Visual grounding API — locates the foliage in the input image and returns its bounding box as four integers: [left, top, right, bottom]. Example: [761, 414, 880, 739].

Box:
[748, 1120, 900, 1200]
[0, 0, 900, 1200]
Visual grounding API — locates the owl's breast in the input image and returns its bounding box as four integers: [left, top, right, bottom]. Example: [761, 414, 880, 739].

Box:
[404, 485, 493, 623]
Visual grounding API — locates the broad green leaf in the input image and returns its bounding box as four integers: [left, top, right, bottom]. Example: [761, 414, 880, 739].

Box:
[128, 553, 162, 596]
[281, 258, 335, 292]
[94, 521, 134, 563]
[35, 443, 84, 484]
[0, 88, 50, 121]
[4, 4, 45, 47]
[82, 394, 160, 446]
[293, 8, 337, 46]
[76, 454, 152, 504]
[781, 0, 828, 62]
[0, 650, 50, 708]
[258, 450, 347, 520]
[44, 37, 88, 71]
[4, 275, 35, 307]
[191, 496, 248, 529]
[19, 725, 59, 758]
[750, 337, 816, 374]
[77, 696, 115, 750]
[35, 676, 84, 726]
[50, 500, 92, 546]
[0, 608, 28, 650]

_ _ _ _ _ _ _

### Do this
Copy all of the data above word for word, keeping every line in its original order.

### Response below
Visual grounding API — locates the foliage in the input image and returns its bounding box as four integers: [left, top, right, bottom]. Example: [761, 414, 880, 739].

Box:
[748, 1120, 900, 1200]
[0, 0, 900, 1200]
Visual grounding API — locates the owl's breast in the input image and returns its bounding box as four integers: [left, top, right, bottom]. Example: [761, 414, 880, 739].

Box:
[404, 485, 493, 623]
Visual grounding API — locates the broad green leaf in the input image and returns its bounding box as four integers: [left, top, right, bottom]. Example: [761, 414, 880, 739].

Box:
[128, 553, 162, 596]
[281, 258, 335, 292]
[94, 521, 134, 563]
[35, 443, 84, 484]
[0, 88, 50, 121]
[4, 4, 45, 47]
[82, 394, 160, 446]
[293, 8, 337, 46]
[76, 454, 152, 504]
[781, 0, 828, 62]
[0, 650, 50, 708]
[258, 450, 347, 520]
[44, 37, 88, 71]
[4, 275, 35, 307]
[191, 496, 248, 529]
[19, 725, 59, 758]
[750, 337, 816, 374]
[77, 696, 115, 750]
[35, 676, 84, 726]
[50, 500, 92, 546]
[0, 608, 28, 650]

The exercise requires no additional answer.